▶ _Request A_
Report every line of the entries that contains the word "stone". Case counts.

▶ _Quoted text_
# # # #
The Mon–Fayette Expressway Bridge, officially the PFC. Ronald C. "Smokey" Bakewell Bridge is a high-level girder bridge that carries vehicular traffic across the Monongahela River between Luzerne Township in Fayette County, Pennsylvania and Centerville in Washington County, Pennsylvania.

The bridge was opened on July 6, 2012 and completed the southern section of Pennsylvania Route 43, more commonly known as the Mon–Fayette Expressway. Upon completion, motorists can now travel via freeway for 58 miles (93 km) between Morgantown, West Virginia and the Pittsburgh suburb of Jefferson Hills, Pennsylvania. The cost of the bridge project was $96 million. The total length of the bridge is 3,022 feet; 51,000 cubic yards of concrete were used to create the structure. In 2013, the Pennsylvania Legislature voted to name the bridge for Private First Class Ronald C. "Smokey" Bakewell, a local serviceman killed during the Vietnam War. Bakewell lived within a half of a mile of where the bridge stands today. He was a member of Charlie Troop, First Battalion, Fifth Regiment, of the First Air Cavalry.
# # # #
▶ _Records for the task_
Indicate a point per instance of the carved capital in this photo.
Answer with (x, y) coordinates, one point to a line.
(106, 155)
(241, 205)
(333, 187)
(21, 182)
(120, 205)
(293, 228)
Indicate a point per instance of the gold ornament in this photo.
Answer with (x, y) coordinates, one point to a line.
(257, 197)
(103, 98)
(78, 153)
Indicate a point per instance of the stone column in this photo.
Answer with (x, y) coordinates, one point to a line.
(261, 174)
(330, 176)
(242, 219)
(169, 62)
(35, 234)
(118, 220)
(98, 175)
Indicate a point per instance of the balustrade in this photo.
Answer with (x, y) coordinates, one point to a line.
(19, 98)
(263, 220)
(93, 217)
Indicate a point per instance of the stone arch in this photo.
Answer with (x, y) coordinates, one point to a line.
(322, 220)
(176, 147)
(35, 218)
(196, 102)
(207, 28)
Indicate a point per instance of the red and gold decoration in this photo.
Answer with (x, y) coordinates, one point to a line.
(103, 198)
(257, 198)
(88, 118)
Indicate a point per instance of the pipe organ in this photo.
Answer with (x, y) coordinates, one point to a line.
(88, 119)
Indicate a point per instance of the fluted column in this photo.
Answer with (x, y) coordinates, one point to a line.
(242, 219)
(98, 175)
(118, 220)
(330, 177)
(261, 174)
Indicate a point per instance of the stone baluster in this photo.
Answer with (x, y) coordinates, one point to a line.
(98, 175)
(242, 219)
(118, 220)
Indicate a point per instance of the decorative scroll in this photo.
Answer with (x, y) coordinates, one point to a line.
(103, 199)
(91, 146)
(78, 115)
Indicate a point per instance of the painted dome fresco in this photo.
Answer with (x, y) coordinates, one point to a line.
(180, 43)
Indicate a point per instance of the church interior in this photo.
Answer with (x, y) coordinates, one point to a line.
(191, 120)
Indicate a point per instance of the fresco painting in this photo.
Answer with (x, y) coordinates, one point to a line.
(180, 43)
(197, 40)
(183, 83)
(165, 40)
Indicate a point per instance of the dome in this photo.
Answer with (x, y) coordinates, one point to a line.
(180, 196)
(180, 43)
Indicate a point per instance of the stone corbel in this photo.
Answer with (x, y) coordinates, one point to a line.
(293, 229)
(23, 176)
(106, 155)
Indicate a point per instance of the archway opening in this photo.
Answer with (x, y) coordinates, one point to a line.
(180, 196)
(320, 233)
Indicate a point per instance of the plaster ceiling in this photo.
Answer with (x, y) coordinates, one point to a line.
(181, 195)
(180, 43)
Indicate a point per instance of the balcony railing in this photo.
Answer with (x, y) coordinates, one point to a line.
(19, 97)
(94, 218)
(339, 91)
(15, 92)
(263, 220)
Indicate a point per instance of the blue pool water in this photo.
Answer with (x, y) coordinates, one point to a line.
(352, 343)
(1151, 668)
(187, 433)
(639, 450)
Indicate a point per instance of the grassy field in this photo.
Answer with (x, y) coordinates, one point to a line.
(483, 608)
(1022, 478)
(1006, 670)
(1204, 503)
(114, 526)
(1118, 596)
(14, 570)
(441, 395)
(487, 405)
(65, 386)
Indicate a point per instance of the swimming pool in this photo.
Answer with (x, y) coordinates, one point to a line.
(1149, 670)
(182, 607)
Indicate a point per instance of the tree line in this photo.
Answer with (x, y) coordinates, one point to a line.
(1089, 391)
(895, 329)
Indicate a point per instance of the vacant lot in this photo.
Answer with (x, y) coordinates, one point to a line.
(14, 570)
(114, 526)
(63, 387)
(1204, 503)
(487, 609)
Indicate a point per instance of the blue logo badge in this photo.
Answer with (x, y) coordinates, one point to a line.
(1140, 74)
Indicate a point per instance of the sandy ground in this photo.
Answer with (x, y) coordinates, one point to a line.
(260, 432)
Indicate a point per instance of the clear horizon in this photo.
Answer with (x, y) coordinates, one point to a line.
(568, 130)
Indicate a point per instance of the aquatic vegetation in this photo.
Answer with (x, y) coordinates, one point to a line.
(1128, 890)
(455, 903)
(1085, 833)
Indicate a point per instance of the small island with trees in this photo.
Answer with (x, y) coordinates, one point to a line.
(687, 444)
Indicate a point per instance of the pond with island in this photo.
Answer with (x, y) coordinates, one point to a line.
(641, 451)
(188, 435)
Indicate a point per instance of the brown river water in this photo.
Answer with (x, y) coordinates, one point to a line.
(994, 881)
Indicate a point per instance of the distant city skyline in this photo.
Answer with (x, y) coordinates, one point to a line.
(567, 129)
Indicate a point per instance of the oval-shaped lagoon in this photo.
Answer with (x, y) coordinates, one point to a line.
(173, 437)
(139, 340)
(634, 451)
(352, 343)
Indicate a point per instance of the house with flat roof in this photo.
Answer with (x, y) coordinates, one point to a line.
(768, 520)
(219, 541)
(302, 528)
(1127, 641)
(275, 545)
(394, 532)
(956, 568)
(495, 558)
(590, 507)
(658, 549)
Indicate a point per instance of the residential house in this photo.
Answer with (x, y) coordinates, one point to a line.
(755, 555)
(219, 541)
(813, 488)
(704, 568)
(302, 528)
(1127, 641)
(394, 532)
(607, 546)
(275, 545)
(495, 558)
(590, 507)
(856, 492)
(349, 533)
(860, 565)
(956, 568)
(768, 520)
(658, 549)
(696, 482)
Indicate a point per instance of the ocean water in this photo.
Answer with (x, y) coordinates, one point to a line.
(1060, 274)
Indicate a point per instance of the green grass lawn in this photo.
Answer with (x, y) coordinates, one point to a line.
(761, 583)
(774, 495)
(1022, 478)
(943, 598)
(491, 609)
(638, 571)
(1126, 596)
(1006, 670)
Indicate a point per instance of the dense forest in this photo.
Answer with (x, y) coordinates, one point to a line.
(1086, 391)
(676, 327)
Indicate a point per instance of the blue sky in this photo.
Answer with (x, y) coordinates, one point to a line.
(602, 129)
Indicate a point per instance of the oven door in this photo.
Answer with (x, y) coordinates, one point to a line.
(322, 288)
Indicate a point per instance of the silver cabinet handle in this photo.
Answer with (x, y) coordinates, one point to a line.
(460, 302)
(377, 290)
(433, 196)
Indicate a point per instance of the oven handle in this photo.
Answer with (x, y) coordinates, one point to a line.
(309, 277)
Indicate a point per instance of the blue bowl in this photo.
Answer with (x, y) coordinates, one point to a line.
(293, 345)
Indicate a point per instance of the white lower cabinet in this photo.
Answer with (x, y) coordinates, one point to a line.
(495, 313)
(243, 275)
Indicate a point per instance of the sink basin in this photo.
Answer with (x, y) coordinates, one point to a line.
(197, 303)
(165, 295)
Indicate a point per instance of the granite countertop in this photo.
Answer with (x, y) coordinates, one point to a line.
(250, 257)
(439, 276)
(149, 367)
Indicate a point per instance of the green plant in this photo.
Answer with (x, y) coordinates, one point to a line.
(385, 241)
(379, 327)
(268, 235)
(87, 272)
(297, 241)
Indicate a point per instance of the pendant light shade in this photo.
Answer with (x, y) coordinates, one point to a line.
# # # #
▶ _Request B_
Answer these questions from the bridge text:
(i) Which river does the bridge carry traffic across?
(ii) On what date was the bridge opened?
(iii) In what year did the Pennsylvania Legislature vote to name the bridge for Ronald C. "Smokey" Bakewell?

▶ _Result A_
Indicate a point per instance of the stone column in this photo.
Indicate a point per instance of the stone arch in this photo.
Indicate a point per instance of the stone baluster in this photo.
Indicate a point per instance of the stone corbel in this photo.

▶ _Result B_
(i) The Monongahela River
(ii) July 6, 2012
(iii) 2013